Your instructions: Return each line in the records below that has the word "then" in it, copied out in full.

Materials provided:
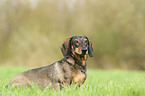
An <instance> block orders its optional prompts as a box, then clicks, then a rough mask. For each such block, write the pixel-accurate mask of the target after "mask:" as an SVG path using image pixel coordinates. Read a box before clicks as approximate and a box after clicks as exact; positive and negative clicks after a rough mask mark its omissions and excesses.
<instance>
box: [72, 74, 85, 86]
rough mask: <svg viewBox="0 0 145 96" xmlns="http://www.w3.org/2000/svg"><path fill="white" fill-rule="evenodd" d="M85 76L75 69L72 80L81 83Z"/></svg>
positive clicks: (82, 82)
mask: <svg viewBox="0 0 145 96" xmlns="http://www.w3.org/2000/svg"><path fill="white" fill-rule="evenodd" d="M85 78H86V76H85V74H84V73H82V72H81V71H76V72H74V73H73V82H74V83H83V82H84V80H85Z"/></svg>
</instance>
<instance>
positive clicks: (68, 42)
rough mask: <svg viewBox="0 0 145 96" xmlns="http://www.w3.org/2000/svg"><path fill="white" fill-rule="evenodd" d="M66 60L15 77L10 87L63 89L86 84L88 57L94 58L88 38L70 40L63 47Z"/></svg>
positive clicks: (91, 43)
mask: <svg viewBox="0 0 145 96" xmlns="http://www.w3.org/2000/svg"><path fill="white" fill-rule="evenodd" d="M61 51H62V53H63V55H64V58H63V59H62V60H60V61H57V62H55V63H53V64H51V65H49V66H44V67H40V68H36V69H31V70H28V71H25V72H23V73H20V74H18V75H16V76H15V77H13V78H12V79H11V80H10V82H9V84H8V85H7V87H8V86H24V87H27V86H33V85H38V86H39V87H43V88H45V87H48V86H53V88H55V89H61V88H63V87H64V86H66V85H71V84H72V83H77V84H78V85H79V86H80V85H81V84H83V83H84V81H85V80H86V77H87V73H86V60H87V55H88V54H89V56H91V57H92V56H93V54H92V51H93V46H92V43H91V42H90V40H89V39H88V38H87V37H86V36H73V37H71V38H68V39H67V40H66V41H65V42H64V43H63V44H62V46H61Z"/></svg>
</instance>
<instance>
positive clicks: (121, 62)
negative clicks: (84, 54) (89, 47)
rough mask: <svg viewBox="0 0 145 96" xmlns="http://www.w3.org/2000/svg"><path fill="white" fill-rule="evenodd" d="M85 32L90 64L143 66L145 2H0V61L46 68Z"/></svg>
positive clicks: (120, 1) (68, 1) (109, 65)
mask: <svg viewBox="0 0 145 96" xmlns="http://www.w3.org/2000/svg"><path fill="white" fill-rule="evenodd" d="M73 35H86V36H88V38H89V39H90V40H91V41H92V43H93V45H94V57H93V58H88V61H87V64H88V65H87V66H88V67H89V68H101V69H130V70H145V0H0V65H8V66H44V65H48V64H51V63H53V62H55V61H58V60H60V59H61V58H63V56H62V53H61V51H60V46H61V44H62V43H63V42H64V41H65V40H66V39H67V38H69V37H71V36H73Z"/></svg>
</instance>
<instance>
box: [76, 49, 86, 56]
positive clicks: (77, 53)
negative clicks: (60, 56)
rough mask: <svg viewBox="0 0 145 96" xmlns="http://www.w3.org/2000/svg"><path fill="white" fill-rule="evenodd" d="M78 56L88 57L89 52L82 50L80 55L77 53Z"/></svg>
mask: <svg viewBox="0 0 145 96" xmlns="http://www.w3.org/2000/svg"><path fill="white" fill-rule="evenodd" d="M75 53H76V54H77V55H81V56H84V55H87V54H88V50H82V52H80V53H77V52H75Z"/></svg>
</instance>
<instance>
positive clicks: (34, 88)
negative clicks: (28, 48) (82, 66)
mask: <svg viewBox="0 0 145 96" xmlns="http://www.w3.org/2000/svg"><path fill="white" fill-rule="evenodd" d="M27 69H30V68H23V67H0V96H144V94H145V72H142V71H121V70H88V72H87V73H88V74H87V75H88V77H87V80H86V82H85V83H84V84H83V85H82V86H81V87H80V88H76V87H75V86H71V87H66V88H64V89H63V90H53V89H43V90H42V89H39V88H38V87H33V88H17V87H10V88H8V89H6V88H5V85H6V84H7V83H8V82H9V80H10V79H11V78H12V77H13V76H15V75H16V74H18V73H20V72H23V71H25V70H27Z"/></svg>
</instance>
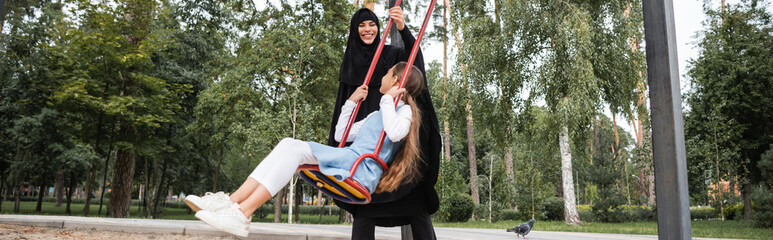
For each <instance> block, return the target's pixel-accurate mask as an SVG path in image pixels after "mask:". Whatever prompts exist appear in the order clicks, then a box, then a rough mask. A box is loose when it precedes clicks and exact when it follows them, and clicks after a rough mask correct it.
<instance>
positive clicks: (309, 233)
mask: <svg viewBox="0 0 773 240" xmlns="http://www.w3.org/2000/svg"><path fill="white" fill-rule="evenodd" d="M0 223H1V224H10V225H23V226H35V227H48V228H63V229H71V230H100V231H116V232H126V233H151V234H178V235H191V236H201V235H211V236H220V237H231V235H228V234H226V233H223V232H220V231H218V230H216V229H214V228H212V227H210V226H208V225H206V224H205V223H203V222H201V221H196V220H155V219H117V218H96V217H66V216H38V215H0ZM350 232H351V225H311V224H282V223H252V224H251V225H250V235H249V236H248V237H247V238H244V239H288V240H290V239H303V240H309V239H314V240H316V239H331V240H332V239H336V240H337V239H349V234H350ZM435 232H436V234H437V237H438V239H453V240H456V239H473V240H495V239H515V234H513V233H509V232H505V230H504V229H474V228H441V227H436V228H435ZM528 238H529V239H532V240H540V239H546V240H553V239H556V240H557V239H561V240H563V239H577V240H591V239H594V240H595V239H599V240H605V239H657V236H648V235H627V234H602V233H576V232H546V231H532V232H531V233H530V234H529V235H528ZM233 239H238V238H236V237H233ZM376 239H400V228H397V227H395V228H376ZM696 239H698V238H696ZM703 239H706V238H703Z"/></svg>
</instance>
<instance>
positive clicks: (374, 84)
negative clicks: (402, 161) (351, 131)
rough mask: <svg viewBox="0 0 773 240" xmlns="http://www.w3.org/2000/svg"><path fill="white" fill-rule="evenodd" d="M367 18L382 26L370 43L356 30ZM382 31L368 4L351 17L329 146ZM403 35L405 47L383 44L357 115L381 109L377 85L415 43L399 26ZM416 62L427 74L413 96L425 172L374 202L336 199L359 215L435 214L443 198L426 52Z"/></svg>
mask: <svg viewBox="0 0 773 240" xmlns="http://www.w3.org/2000/svg"><path fill="white" fill-rule="evenodd" d="M366 20H371V21H374V22H376V25H377V26H378V28H379V31H378V32H377V34H376V38H375V40H374V41H373V43H372V44H370V45H367V44H365V43H364V42H362V39H360V35H359V32H358V27H359V24H360V23H362V22H363V21H366ZM380 32H381V26H380V25H379V21H378V18H377V17H376V14H375V13H373V12H372V11H370V10H369V9H367V8H362V9H360V10H358V11H357V12H355V13H354V15H353V16H352V20H351V23H350V24H349V37H348V40H347V45H346V51H345V52H344V59H343V61H342V63H341V69H340V72H339V78H338V80H339V86H338V94H337V99H336V104H335V106H334V110H333V121H332V123H331V126H330V128H331V129H330V135H329V138H328V145H330V146H336V147H337V146H338V142H337V141H335V139H334V138H333V136H334V134H335V125H336V123H338V117H339V116H340V114H341V106H343V104H344V102H346V100H347V99H348V98H349V96H350V95H351V94H352V93H353V92H354V91H355V90H356V89H357V87H359V86H360V85H362V83H363V80H364V78H365V75H367V71H368V67H369V66H370V62H371V61H372V60H373V56H374V54H375V52H376V48H377V47H378V44H379V42H380V41H381V34H380ZM400 35H401V37H402V39H403V42H404V43H405V46H406V47H405V49H403V48H398V47H393V46H389V45H385V46H384V48H383V50H382V52H381V57H379V60H378V63H377V64H376V68H375V69H374V72H373V75H372V77H371V80H370V83H369V84H368V87H369V89H368V96H367V98H366V99H365V100H364V101H363V102H362V105H361V106H360V109H359V111H358V113H357V117H356V118H355V121H360V120H362V119H364V118H365V117H367V116H368V114H370V113H372V112H374V111H378V110H379V100H380V98H381V96H382V95H383V94H381V93H380V92H379V91H378V89H379V88H380V87H381V78H382V77H383V76H384V75H386V74H387V72H388V71H389V69H390V68H391V67H392V66H394V65H395V64H396V63H398V62H400V61H407V60H408V57H409V55H410V49H411V48H412V47H413V45H414V44H415V42H416V39H415V38H414V37H413V35H411V32H410V30H409V29H408V27H405V28H404V29H403V30H402V31H400ZM413 65H414V66H416V67H418V68H419V69H420V70H421V72H422V74H423V75H424V79H425V80H424V90H422V93H421V95H419V96H418V97H417V98H416V99H415V100H416V104H417V105H418V107H419V108H420V109H421V112H422V122H421V127H420V130H419V142H421V143H422V145H421V151H422V160H423V161H424V164H422V165H420V169H419V172H420V173H421V175H422V178H421V179H420V180H419V181H415V182H412V183H406V184H403V185H401V186H400V187H398V189H397V190H395V191H394V192H390V193H379V194H374V195H373V196H372V197H373V198H372V201H371V203H370V204H367V205H352V204H347V203H343V202H340V201H336V205H338V206H340V207H341V208H343V209H345V210H347V211H349V212H350V213H352V214H354V215H355V217H357V216H362V217H392V216H413V215H419V214H422V213H428V214H432V213H434V212H435V211H437V209H438V205H439V200H438V197H437V192H436V191H435V189H434V186H435V183H436V182H437V177H438V169H439V162H440V147H441V144H440V131H439V127H438V122H437V116H436V115H435V108H434V107H433V105H432V99H431V98H430V93H429V88H428V87H429V86H428V85H427V80H426V79H427V75H426V71H425V69H424V57H423V55H422V52H421V51H419V52H418V53H417V55H416V59H415V61H414V63H413ZM378 225H379V226H385V225H391V223H389V224H386V223H379V224H378Z"/></svg>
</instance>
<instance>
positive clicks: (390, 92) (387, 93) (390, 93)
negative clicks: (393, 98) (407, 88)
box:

Problem solution:
An <instance> block orders its optional prompts as a box, then clicks, then a rough mask. For each such block, write the pixel-accurate mask of the target after "mask:" as an SVG path using image pixel coordinates. Read a box before clicks as approximate and a box after clicks as exact; positive and negative clicks after a rough mask mark its omissions and excesses.
For each <instance> block, return the target's pixel-accurate mask as an SVG path in image pixels after "mask:". Whatever prompts exist appear in the order clicks, then a box, then a rough mask. A box is loose when it precedes clicks and exact when it follows them, and clicks after a rough mask correct it.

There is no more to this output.